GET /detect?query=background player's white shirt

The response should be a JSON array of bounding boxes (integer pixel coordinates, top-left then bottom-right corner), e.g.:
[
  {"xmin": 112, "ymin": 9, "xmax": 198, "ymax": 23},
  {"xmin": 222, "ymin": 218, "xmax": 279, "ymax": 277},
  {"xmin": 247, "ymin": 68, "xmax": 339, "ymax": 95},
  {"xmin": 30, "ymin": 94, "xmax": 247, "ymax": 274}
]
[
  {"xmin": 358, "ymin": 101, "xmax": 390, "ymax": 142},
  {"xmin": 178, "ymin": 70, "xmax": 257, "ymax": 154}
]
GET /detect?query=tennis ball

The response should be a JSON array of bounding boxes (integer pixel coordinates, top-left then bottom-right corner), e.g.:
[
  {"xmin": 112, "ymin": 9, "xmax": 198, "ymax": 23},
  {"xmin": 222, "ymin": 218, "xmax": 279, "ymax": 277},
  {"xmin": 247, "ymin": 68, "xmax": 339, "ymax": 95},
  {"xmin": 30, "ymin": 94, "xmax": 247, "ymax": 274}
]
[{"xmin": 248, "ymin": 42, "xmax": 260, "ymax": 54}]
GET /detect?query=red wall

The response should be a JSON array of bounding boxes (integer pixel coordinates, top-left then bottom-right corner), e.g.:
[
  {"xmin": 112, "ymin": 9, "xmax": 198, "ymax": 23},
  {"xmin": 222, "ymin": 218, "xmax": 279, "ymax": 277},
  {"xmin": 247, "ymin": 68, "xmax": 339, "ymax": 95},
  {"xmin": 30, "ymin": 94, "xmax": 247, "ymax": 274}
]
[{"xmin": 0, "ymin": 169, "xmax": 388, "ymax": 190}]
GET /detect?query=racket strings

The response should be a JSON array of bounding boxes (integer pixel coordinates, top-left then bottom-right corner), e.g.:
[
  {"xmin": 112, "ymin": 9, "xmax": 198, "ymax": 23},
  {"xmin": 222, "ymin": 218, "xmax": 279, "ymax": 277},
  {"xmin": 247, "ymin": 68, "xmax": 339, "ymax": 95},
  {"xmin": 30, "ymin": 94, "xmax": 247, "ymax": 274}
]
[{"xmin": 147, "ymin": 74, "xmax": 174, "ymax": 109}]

------------------------------------

EXERCISE DESCRIPTION
Match on "detect" and copy out every line of the entries that contains it.

EXPECTED OUTPUT
GET /detect?query=background player's white shirt
GET /detect?query=tennis ball
GET /detect?query=red wall
GET /detect?query=racket strings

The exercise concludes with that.